_Problem details_
From the first line to the last, set down the data exactly as given.

_Task material_
::::::

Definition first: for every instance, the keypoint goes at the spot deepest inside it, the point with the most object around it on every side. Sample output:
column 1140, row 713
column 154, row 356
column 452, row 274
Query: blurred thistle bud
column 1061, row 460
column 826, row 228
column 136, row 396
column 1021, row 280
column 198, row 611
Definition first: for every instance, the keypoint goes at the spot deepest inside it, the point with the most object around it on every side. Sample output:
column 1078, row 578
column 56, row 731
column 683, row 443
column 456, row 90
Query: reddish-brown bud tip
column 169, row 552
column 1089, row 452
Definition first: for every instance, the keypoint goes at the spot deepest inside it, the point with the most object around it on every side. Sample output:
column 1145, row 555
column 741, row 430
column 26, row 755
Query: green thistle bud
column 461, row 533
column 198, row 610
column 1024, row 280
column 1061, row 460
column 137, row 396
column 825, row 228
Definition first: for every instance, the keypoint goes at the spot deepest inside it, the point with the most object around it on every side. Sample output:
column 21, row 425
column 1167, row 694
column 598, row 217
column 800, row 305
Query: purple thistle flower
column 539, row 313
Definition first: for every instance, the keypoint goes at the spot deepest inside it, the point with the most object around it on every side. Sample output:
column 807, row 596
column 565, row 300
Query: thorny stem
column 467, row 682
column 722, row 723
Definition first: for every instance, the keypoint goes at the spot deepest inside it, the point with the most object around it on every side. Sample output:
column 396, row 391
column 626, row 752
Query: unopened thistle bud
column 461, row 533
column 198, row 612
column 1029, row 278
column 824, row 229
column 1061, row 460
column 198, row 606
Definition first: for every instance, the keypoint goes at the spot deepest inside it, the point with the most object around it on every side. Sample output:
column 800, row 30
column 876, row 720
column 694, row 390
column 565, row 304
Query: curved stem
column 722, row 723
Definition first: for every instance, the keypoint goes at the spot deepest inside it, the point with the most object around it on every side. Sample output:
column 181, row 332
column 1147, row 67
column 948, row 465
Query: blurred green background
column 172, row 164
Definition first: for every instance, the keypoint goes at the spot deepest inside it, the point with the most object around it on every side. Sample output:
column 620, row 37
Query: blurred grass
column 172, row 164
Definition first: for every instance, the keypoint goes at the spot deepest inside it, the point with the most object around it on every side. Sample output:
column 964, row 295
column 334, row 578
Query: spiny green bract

::::::

_Task result_
Definition first: for every instance, the keypoint goes at the spot deepest inside it, the point with the most object around it on every side. Sample output:
column 1140, row 713
column 154, row 356
column 452, row 274
Query: blurred thistle bud
column 1061, row 460
column 826, row 228
column 136, row 396
column 1021, row 280
column 198, row 611
Definition first: for every instance, the keypoint goes at the spot deepest inside it, the point with the most object around it on every side. Sample output:
column 1078, row 578
column 56, row 731
column 683, row 443
column 456, row 90
Query: reddish-brown bud tip
column 169, row 552
column 1089, row 452
Definition first: for every instance, the keypoint goes at the spot deepest inside it, the point with the most object around it on every side. Sample output:
column 1145, row 555
column 741, row 430
column 26, row 755
Query: green thistle bud
column 461, row 533
column 198, row 610
column 1024, row 280
column 1061, row 460
column 137, row 396
column 825, row 228
Definition first: for every instance, the keypoint goes at the spot deepest inside it, the point with the most object around it on every side. Sample output:
column 21, row 425
column 1167, row 694
column 598, row 217
column 800, row 305
Query: purple thistle flower
column 539, row 313
Definition first: for every instance, the keypoint goes at the spot deepest inside it, the point with the most object around it on every side. Sample output:
column 807, row 596
column 565, row 300
Query: thorny stem
column 467, row 682
column 722, row 723
Definition first: for every instance, the keypoint goes at the spot deepest inside it, the point with the most object around it on every side. Sample output:
column 396, row 391
column 626, row 752
Query: unopened thistle bud
column 461, row 533
column 198, row 612
column 1029, row 278
column 824, row 229
column 1061, row 460
column 198, row 606
Definition first: for every instance, the keypoint goes at the spot deepest inside it, the point with the most object around it on every side. Sample output:
column 800, row 30
column 876, row 720
column 694, row 390
column 565, row 304
Query: curved stem
column 722, row 723
Definition first: for every instance, the keypoint goes at the spot deepest inside it, the point with the most object around it on every side. Sample output:
column 181, row 332
column 1147, row 67
column 948, row 465
Query: blurred green background
column 172, row 164
Definition first: for every instance, the keypoint goes at the spot deepest inside it, the point with the most object around it on every side. Sample output:
column 620, row 37
Query: blurred grass
column 172, row 164
Definition first: for every instance, the keypoint goes at the spot deepest inside it, the point with the most object around it on every side. Sample output:
column 964, row 295
column 334, row 578
Query: spiny green bract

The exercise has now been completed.